**STUDY TEXT**:

Our Waterloo

Our Waterloo

There is an old legend relating to the end of the battle of Waterloo, which passed its bicentennial anniversary last week. The story goes that immediately following the battle in June 1815, Wellington's messenger to London was an agent of the Rothschilds, England's chief financial agents, who had already established themselves as one of the most important families in banking across Europe.

The messenger, on his way to deliver the news to the government, first raced to Nathan Mayer Rothschild with the news that the English had won. Rothschild wasted no time, and rushed to the London Stock Exchange where he immediately began selling his bonds, stocks & shares.

"Rothschild KNOWS", people began to whisper, "Waterloo is lost!" A flurry of selling began, and just at the last moment, Rothschild is alleged to have bought half of England for a song. Almost immediately, the news filtered through that the English had won the battle, the stocks and bonds shot up in value and the Rothschilds had increased their value manifold. There is considerable doubt as to the veracity of this story; the Rothschilds themselves having gone to great lengths to try to uncover it as falsehood, with research suggesting that it first originated in an anti-Semitic pamphlet in 1846.

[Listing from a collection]
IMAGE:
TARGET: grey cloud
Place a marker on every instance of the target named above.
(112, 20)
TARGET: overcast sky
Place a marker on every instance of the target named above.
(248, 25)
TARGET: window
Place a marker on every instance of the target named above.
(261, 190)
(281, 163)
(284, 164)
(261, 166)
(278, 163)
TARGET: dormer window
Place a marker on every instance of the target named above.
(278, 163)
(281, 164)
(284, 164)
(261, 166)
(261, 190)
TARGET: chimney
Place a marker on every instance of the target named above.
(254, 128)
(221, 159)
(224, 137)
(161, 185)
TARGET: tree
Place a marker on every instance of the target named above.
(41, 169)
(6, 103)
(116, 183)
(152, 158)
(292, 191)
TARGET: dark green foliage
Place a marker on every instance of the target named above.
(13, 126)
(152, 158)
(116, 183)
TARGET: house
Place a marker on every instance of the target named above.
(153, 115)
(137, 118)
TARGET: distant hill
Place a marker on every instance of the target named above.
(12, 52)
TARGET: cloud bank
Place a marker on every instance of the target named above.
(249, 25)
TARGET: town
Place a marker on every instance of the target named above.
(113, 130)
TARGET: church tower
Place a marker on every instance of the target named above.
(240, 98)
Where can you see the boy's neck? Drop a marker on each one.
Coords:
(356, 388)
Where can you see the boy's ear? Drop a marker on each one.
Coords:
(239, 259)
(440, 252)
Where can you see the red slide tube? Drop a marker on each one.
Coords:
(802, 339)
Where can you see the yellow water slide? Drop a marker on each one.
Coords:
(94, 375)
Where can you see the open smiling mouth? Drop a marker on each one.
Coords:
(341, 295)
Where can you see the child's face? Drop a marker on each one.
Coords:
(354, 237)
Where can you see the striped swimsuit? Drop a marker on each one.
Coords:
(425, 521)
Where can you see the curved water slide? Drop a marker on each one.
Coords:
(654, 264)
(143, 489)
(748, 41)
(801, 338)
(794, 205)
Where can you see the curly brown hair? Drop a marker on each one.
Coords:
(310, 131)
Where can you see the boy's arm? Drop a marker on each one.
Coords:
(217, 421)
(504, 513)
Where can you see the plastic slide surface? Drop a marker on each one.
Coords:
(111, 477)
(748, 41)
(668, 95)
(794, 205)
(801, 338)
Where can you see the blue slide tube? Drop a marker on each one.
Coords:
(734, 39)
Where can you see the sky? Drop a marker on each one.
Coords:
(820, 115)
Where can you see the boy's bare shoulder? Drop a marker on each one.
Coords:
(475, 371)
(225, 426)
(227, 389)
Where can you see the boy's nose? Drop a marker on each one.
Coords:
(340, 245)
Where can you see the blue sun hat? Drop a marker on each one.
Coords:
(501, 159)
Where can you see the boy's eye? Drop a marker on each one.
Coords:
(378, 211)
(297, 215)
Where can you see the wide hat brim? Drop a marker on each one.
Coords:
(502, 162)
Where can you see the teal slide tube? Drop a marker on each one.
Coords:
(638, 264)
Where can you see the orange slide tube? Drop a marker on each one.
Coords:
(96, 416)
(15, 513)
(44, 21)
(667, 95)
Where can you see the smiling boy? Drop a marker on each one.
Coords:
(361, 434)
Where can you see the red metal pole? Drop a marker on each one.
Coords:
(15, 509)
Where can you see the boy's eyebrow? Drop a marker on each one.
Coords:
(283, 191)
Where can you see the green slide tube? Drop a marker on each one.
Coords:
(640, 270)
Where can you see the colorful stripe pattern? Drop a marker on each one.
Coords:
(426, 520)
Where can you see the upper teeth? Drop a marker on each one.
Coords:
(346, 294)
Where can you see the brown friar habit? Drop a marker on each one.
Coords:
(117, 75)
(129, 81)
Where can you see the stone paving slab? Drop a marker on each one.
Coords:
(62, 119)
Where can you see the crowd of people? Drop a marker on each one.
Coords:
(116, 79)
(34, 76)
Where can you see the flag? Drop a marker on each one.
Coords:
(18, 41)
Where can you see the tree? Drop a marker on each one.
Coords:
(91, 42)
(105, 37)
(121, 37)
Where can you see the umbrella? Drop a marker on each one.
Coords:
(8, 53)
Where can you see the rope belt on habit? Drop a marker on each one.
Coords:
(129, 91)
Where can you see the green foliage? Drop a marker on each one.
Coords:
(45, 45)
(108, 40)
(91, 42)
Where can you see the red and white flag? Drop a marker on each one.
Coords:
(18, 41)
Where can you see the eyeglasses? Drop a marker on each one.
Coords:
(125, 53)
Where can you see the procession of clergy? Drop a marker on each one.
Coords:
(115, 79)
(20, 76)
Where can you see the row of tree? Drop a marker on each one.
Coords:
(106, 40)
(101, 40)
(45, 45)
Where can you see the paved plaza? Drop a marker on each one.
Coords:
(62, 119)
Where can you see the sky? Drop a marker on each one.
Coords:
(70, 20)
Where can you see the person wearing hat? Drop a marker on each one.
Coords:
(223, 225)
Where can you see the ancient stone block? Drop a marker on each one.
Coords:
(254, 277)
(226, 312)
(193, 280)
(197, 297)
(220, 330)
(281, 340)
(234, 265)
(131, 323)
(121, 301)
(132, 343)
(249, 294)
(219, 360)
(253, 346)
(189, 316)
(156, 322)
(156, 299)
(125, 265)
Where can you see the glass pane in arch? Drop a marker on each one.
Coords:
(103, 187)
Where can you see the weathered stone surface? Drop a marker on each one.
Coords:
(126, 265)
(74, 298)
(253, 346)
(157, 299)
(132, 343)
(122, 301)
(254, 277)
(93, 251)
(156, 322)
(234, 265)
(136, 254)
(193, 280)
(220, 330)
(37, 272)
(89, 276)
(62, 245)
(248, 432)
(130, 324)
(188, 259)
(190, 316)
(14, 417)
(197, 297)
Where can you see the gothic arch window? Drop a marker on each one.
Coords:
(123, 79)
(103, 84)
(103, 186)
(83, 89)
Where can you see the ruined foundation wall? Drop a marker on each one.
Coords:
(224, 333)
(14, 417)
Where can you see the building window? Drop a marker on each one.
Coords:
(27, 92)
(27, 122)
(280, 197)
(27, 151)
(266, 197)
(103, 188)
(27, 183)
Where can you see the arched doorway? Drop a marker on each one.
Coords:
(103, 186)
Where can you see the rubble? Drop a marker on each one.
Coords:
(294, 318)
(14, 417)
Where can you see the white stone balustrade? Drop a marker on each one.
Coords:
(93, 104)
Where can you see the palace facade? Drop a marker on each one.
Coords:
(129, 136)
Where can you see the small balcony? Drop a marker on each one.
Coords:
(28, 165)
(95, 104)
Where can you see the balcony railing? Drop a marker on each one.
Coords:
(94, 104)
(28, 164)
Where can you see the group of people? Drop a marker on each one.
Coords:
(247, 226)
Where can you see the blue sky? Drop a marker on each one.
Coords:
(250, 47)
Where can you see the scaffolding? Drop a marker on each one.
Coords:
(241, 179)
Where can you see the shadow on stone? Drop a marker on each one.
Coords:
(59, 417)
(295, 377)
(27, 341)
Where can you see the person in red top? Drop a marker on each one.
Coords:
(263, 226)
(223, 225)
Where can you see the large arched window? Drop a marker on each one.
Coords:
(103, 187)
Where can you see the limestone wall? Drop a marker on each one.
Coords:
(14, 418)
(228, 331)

**WHAT THE EXERCISE ASKS**:
Copy the Waterloo text starting at "The messenger, on" and ending at "pamphlet in 1846.", renaming "London Stock Exchange" to "Royal Exchange". Work only from the Waterloo text, not the listing.

**SOLUTION**:
The messenger, on his way to deliver the news to the government, first raced to Nathan Mayer Rothschild with the news that the English had won. Rothschild wasted no time, and rushed to the Royal Exchange where he immediately began selling his bonds, stocks & shares.

"Rothschild KNOWS", people began to whisper, "Waterloo is lost!" A flurry of selling began, and just at the last moment, Rothschild is alleged to have bought half of England for a song. Almost immediately, the news filtered through that the English had won the battle, the stocks and bonds shot up in value and the Rothschilds had increased their value manifold. There is considerable doubt as to the veracity of this story; the Rothschilds themselves having gone to great lengths to try to uncover it as falsehood, with research suggesting that it first originated in an anti-Semitic pamphlet in 1846.